» Text for analysis:

━━━━━━━━

Australian television presenter and journalist

Kirsten Kathleen Drysdale (born 1984) is an Australian television presenter and journalist.

Drysdale was born and raised in Mackay, Queensland.

Before beginning her career at the ABC, Drysdale worked for a production company in Brisbane that produced documentaries and multimedia for museums and exhibitions. During this time, she was also pursuing a sporting career, playing hockey for the Queensland Scorchers. After suffering an injury, she successfully applied for a position in the ABC television comedy and current affairs programme, Project NEXT, which was later renamed Hungry Beast.

She was a researcher and presenter for Hungry Beast and a researcher for The Hamster Wheel, The Hamster Decides and The Gruen Transfer. She has also occasionally appeared on Radio National, where she hosted Talking Shop, a weekly consumer psychology program. The series ended on 5 August 2014. Drysdale has also written for Crikey, The Feed (Australian TV series) and The Global Mail. She was a writer and one of the main presenters on the ABC consumer affairs comedy programme, The Checkout.

━━━━━━━━

» Dataset excerpts:
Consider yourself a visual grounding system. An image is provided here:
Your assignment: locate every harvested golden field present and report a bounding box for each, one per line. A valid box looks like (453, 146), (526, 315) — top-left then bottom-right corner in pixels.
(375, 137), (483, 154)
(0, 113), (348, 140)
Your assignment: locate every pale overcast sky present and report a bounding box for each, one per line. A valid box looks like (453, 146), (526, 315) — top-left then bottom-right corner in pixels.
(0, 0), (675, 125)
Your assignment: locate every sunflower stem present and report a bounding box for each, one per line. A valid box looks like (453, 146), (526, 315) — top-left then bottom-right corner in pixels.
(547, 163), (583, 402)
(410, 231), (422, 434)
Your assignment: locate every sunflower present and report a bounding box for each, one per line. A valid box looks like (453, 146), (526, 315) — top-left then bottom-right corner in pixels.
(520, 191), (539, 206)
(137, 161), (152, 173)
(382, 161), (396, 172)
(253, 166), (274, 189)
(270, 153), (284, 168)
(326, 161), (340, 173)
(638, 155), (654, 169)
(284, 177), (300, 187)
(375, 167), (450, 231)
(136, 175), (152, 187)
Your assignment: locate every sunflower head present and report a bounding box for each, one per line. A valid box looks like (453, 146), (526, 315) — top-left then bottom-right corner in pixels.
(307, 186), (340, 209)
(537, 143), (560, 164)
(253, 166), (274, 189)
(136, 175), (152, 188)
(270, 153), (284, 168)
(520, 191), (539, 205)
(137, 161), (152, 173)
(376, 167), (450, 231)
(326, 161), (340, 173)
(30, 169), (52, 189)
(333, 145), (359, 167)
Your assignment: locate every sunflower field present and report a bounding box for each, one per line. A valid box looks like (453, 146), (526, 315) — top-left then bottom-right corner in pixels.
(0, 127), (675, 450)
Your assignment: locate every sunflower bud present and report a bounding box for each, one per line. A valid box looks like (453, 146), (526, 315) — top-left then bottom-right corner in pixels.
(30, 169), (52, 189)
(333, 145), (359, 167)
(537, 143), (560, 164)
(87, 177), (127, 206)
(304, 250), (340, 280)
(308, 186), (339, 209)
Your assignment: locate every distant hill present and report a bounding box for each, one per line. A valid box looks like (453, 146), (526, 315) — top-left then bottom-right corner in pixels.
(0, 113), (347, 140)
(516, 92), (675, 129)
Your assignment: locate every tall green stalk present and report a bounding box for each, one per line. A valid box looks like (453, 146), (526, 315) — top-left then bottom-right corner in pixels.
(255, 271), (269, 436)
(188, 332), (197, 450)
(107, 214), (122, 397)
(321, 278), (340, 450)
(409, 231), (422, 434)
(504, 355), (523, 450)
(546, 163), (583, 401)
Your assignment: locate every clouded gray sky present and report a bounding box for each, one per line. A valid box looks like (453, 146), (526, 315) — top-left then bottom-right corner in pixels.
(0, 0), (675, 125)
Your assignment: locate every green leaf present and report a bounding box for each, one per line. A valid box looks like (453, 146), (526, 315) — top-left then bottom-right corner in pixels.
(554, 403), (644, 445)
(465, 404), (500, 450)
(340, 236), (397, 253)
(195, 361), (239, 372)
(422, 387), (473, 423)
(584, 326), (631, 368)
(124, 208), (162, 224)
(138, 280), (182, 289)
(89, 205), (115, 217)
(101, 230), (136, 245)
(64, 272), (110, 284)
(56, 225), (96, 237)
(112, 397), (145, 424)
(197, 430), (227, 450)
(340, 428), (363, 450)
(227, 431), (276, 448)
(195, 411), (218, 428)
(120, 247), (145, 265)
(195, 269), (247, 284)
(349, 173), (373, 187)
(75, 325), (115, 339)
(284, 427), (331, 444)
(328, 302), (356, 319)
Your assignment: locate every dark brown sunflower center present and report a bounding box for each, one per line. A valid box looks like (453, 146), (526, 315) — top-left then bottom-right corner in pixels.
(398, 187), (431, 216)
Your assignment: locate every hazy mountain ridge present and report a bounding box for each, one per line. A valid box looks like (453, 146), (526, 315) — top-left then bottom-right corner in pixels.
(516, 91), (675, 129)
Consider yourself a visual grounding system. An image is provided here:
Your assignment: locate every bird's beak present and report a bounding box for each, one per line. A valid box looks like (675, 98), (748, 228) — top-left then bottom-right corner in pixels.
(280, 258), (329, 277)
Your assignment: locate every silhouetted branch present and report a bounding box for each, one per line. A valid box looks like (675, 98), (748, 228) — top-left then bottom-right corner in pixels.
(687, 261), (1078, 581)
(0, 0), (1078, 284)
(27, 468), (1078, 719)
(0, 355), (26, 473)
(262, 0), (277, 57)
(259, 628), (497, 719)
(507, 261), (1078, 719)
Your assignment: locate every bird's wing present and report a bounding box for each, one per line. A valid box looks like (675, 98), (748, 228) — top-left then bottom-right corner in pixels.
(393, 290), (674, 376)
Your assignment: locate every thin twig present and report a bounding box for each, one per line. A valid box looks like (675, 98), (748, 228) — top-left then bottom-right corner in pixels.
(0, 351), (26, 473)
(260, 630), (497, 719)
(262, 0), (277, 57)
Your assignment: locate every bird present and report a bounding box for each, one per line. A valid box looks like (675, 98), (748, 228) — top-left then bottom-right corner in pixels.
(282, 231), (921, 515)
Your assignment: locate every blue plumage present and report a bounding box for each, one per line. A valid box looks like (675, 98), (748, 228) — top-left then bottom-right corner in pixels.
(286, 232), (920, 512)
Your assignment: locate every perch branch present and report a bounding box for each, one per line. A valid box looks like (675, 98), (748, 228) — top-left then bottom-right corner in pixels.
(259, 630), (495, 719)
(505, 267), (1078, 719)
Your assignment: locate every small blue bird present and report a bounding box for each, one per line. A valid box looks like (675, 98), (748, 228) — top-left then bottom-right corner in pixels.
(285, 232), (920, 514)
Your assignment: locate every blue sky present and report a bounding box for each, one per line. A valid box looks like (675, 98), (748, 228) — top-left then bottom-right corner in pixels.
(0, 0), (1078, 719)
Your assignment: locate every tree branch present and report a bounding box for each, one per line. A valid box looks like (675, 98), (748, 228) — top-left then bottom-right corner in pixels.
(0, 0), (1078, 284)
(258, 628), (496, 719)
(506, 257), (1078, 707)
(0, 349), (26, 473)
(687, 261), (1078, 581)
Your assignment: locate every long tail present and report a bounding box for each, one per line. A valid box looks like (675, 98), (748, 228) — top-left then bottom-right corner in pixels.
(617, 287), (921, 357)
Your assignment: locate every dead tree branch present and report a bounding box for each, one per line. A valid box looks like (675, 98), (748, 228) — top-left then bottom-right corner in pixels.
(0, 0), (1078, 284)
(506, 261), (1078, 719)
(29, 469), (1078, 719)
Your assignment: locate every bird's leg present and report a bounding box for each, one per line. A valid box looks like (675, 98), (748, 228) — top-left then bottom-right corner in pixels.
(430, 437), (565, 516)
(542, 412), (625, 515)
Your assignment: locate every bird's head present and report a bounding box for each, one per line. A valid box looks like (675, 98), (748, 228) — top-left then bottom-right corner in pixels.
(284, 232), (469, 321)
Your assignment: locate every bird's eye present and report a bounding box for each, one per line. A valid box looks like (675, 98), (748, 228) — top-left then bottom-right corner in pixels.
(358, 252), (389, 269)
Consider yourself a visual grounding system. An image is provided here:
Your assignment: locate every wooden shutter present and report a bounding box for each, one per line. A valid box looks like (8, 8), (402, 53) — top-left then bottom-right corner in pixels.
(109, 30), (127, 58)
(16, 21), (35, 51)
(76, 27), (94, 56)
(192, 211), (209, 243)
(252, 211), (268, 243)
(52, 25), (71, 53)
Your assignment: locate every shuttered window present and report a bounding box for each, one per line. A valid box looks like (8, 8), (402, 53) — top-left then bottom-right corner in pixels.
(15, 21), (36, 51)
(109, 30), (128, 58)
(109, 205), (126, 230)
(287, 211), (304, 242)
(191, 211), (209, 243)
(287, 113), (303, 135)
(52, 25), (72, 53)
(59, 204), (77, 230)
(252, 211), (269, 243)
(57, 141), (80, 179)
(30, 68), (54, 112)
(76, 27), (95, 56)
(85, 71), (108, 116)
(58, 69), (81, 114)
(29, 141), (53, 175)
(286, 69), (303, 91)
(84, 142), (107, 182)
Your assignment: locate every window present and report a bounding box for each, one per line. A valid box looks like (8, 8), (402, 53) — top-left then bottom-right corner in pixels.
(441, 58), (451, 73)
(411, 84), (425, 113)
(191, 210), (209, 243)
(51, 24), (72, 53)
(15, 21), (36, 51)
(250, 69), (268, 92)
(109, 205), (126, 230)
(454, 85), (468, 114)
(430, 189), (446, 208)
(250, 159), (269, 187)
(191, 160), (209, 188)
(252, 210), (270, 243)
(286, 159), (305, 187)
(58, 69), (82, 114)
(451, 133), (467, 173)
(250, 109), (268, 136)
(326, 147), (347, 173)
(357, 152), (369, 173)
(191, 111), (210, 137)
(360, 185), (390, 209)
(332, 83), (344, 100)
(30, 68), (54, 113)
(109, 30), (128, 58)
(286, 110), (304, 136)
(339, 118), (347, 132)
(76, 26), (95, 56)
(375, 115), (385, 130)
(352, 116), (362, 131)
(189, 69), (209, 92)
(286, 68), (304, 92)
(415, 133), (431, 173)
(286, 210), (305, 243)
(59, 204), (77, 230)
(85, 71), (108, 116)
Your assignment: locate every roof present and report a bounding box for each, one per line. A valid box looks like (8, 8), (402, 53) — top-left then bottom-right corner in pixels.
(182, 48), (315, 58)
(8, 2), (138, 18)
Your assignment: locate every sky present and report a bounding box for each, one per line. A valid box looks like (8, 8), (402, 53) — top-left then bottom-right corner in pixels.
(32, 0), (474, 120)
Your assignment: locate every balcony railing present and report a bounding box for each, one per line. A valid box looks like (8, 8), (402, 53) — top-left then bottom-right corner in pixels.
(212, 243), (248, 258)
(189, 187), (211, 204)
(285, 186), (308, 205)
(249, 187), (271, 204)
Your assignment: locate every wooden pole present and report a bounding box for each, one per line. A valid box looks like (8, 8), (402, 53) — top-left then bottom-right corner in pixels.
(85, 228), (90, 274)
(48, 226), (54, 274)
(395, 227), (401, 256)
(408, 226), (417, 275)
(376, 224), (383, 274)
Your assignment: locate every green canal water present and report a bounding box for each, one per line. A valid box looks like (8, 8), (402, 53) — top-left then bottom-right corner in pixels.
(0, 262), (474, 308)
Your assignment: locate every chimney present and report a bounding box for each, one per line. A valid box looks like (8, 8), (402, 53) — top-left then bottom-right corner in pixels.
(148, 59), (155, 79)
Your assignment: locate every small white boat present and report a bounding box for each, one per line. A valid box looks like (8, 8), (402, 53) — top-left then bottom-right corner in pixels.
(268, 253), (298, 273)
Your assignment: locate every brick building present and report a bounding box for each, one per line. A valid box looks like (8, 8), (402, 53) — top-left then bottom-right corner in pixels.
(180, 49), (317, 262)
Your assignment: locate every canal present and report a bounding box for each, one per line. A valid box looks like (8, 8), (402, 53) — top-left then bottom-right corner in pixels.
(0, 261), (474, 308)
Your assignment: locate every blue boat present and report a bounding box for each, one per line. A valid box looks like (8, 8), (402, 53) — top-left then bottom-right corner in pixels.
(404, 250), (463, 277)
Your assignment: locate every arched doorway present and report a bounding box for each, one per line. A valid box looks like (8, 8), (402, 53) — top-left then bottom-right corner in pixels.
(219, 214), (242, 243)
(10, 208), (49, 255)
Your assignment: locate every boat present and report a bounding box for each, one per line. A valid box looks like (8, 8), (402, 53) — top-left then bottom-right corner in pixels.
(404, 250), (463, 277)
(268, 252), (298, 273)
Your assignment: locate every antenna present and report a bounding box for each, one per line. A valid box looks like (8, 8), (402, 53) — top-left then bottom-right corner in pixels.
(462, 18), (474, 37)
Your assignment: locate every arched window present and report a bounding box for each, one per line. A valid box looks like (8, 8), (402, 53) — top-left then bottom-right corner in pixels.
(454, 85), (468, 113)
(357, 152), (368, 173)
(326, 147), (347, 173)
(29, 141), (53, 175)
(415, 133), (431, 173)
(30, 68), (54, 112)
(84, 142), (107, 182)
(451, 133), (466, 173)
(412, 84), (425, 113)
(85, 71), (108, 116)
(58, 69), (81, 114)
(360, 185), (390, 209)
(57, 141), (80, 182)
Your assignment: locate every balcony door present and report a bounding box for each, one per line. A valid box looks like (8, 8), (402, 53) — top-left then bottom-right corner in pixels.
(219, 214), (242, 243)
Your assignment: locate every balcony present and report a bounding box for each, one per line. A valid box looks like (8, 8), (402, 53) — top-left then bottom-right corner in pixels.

━━━━━━━━

» Required actions:
1) Return the part of the Drysdale biography between "She was a researcher" and "programme, The Checkout.", inclusive.
2) According to the Drysdale biography, which team did she play hockey for?
Rely on the Drysdale biography alone and set the entries aside.

» Numbered answers:
1)
She was a researcher and presenter for Hungry Beast and a researcher for The Hamster Wheel, The Hamster Decides and The Gruen Transfer. She has also occasionally appeared on Radio National, where she hosted Talking Shop, a weekly consumer psychology program. The series ended on 5 August 2014. Drysdale has also written for Crikey, The Feed (Australian TV series) and The Global Mail. She was a writer and one of the main presenters on the ABC consumer affairs comedy programme, The Checkout.

2) The Queensland Scorchers.